# The problem:
Pick up the article on GLP-1 medications and addiction after its final sentence and keep writing it.

# Exercise text:
A VA study of 600,000 veterans found GLP-1 medications like Ozempic reduced overdose deaths by 50% and prevented new addictions across all substances. Researchers say the drugs may target craving itself—not just one substance at a time.

MTNYC Editorial TeamMarch 18, 20268 min read
Medically reviewed by MTNYC Medical Advisory Board, MD, FASAM, LCSWReviewed March 18, 2026
Abstract neural pathways with reward signals fading, representing GLP-1 drugs quieting addiction craving in the brain's mesolimbic system

A veteran who tried to quit smoking for over a decade did something unexpected after starting a diabetes medication. He didn't use a patch. He didn't set a quit date. He simply lost interest in cigarettes.

Another patient on the same type of drug for weight loss told her doctor that alcohol had lost its pull—after years of failed attempts to quit.

These aren't isolated anecdotes anymore. Federal researchers analyzing more than 600,000 veterans with type 2 diabetes found that GLP-1 medications—drugs like Ozempic, Wegovy, Mounjaro and Zepbound, originally developed for diabetes and obesity—are associated with dramatic reductions in addiction deaths, overdoses and hospitalizations across all major addictive substances.

(Natural language region descriptions)
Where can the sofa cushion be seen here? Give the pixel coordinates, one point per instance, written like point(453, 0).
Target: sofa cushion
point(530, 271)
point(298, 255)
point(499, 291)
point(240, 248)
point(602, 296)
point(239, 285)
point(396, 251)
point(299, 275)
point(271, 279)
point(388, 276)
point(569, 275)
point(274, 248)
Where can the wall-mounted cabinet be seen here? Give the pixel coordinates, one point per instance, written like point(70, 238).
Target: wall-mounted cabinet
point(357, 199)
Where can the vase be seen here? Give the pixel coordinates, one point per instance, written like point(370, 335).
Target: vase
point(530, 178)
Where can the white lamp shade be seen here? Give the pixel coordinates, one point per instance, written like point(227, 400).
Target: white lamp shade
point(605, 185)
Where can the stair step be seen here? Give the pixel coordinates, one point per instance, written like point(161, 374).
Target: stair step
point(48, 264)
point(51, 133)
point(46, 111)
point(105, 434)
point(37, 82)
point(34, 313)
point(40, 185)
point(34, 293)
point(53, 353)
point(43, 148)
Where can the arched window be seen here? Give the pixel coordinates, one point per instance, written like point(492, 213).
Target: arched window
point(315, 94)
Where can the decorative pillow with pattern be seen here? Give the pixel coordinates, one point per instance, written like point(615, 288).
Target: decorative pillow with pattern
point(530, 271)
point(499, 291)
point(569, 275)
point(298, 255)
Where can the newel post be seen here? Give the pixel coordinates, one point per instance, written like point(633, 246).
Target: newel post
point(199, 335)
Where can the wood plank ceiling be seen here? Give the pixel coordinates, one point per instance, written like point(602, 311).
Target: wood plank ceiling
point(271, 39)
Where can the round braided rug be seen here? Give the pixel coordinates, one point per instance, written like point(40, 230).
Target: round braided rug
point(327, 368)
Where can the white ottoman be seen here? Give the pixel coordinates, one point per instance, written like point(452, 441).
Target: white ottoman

# Task answer:
The study, published March 4 in The BMJ by researchers at Washington University School of Medicine in St. Louis and the VA Saint Louis Health Care System, is the largest to date on GLP-1 drugs and addiction. The findings suggest something unprecedented in addiction medicine: a single class of medications that may work against alcohol, opioids, nicotine, cocaine and cannabis simultaneously—not by targeting any specific substance, but by quieting the craving itself.


What the Federal Study Found

Researchers led by Dr. Ziyad Al-Aly, a clinical epidemiologist at WashU Medicine and chief of research at the VA Saint Louis Health Care System, analyzed electronic health records of 606,434 U.S. veterans with type 2 diabetes. They split participants into two groups: those without a pre-existing substance use disorder and those who already had one. The study tracked outcomes for up to three years, comparing veterans on GLP-1 medications (most commonly semaglutide, liraglutide or dulaglutide) to those taking SGLT2 inhibitors, another type of diabetes drug.

For People Already Struggling With Addiction

Among the 81,617 veterans with pre-existing substance use disorders, GLP-1 use was tied to fewer hospitalizations, overdoses and deaths related to substance use. After three years:

Outcome Reduction
Drug-related deaths 50%
Overdoses 40%
Emergency department visits 30%
Hospitalizations 25%
Suicide attempts 25%

This translated to 12 fewer serious harm events per 1,000 GLP-1 users over three years—including two fewer deaths.

Reductions of this magnitude are rare in addiction medicine. What makes it more remarkable: the drugs were never designed to treat addiction.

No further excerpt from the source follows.